§ **Set problem**:
Copy out the lines from the one containing "Tag every instance of the turquoise" through the final line, keeping every line in full, and add 42 to each coordinate value in the answers.

=== Records ===

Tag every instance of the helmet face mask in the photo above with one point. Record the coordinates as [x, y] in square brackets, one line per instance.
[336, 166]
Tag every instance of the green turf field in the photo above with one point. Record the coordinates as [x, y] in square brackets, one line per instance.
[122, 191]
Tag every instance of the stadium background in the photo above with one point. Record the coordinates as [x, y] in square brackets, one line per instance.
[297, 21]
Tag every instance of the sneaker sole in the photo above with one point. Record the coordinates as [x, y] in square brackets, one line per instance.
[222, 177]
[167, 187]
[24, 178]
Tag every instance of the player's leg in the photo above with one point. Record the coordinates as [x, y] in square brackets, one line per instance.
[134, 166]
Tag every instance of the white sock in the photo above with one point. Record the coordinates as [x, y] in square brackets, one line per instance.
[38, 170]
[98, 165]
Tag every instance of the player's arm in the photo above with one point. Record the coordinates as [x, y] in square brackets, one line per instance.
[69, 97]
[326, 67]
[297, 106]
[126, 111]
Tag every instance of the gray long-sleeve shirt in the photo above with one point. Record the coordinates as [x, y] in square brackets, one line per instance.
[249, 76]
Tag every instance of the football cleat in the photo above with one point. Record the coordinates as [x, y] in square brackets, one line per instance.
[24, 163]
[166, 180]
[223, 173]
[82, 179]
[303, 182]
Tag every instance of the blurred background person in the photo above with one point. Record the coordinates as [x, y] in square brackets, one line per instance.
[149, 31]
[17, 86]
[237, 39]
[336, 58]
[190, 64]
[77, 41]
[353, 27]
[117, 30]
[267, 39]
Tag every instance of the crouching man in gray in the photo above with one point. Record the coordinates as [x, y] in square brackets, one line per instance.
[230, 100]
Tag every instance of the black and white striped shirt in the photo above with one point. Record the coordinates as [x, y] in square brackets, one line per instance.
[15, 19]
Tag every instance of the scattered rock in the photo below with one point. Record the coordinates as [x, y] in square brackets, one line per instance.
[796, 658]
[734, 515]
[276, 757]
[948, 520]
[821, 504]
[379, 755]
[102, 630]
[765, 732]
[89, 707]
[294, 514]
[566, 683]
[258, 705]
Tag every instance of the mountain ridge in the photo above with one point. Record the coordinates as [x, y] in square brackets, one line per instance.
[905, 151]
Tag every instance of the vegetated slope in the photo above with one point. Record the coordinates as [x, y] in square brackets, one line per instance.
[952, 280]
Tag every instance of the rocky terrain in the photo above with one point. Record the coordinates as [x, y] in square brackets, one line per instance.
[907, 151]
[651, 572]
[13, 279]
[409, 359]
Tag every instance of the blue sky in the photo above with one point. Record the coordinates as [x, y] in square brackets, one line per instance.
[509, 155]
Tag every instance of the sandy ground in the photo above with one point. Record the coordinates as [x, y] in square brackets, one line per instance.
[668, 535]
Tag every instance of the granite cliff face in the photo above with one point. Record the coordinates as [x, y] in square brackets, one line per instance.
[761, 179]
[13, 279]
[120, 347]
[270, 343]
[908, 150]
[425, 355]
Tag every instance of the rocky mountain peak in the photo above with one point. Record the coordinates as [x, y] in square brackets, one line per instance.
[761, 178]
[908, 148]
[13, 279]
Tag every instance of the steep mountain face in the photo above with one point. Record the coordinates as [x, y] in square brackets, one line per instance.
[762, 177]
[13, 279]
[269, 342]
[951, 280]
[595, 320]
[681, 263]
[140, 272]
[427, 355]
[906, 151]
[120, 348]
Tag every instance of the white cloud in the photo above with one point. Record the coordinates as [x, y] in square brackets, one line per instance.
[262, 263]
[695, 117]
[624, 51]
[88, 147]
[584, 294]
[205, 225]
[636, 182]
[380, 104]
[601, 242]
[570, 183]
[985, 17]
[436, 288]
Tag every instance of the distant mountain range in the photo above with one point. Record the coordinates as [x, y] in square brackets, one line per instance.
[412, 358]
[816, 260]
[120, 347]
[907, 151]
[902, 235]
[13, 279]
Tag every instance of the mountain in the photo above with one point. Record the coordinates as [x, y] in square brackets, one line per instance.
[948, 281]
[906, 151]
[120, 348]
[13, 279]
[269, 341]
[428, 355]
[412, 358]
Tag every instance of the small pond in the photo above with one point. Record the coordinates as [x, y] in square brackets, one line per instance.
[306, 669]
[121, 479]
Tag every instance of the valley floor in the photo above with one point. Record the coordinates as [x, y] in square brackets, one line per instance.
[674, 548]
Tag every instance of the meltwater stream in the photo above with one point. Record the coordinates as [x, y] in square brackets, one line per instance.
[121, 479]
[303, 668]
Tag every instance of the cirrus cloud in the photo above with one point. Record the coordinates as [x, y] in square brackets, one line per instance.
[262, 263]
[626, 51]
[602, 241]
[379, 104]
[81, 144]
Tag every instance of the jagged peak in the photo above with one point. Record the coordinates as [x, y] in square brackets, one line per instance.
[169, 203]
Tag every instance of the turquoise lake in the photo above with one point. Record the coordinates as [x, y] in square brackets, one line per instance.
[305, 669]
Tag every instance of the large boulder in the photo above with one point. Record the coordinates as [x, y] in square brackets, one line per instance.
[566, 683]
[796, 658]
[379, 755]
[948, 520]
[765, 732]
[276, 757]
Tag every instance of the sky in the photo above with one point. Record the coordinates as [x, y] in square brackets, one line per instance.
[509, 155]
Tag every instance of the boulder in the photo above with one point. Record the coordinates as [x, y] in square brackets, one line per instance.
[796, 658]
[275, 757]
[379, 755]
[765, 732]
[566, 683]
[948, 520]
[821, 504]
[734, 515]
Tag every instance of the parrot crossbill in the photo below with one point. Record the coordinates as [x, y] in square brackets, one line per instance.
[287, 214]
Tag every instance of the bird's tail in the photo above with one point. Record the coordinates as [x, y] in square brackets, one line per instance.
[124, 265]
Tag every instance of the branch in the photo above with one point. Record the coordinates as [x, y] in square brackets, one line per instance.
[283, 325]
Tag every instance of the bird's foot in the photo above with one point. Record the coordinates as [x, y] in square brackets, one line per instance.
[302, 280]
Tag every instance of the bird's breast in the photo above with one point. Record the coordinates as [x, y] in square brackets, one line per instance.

===

§ **Task result**:
Tag every instance of the turquoise lake in the photo above with one point. Record the coordinates as [x, y] in square brackets, one line per instance.
[347, 711]
Tag every instance of the large boulder in the photo above with one point. Record the coordinates as [x, y] in square brackets, one line per instance.
[608, 725]
[838, 700]
[421, 797]
[990, 562]
[807, 774]
[318, 799]
Tag every instance of the sky in the photo above with one point. Record the coordinates as [x, y] in square brackets, one line per instance.
[551, 197]
Tag every instance of the boulder in the photo above with one point. Record the coordinates as [x, y] in square brackets, one line per instance.
[838, 700]
[317, 799]
[421, 797]
[807, 774]
[608, 725]
[990, 562]
[863, 546]
[776, 557]
Tag every instance of the parrot crossbill in the photo below with one point. Record the coordinates as [x, y] in square brackets, one line per instance.
[329, 256]
Tag every instance of the bird's tail in the photo above with one point. Record the coordinates as [x, y] in square brackets, one line per instance.
[166, 307]
Tag every instance of the branch in the photo above with one point. Record the coordinates as [x, y] in square brackets, one line per instance.
[325, 367]
Tag every instance of the bird's foot in the photo above with one point. Record the coordinates as [x, y] in square brackets, one line per instance.
[344, 322]
Tag every instance of the bird's breast in the photo above with one point. Record the coordinates as [x, y] in square brackets, one line per instance.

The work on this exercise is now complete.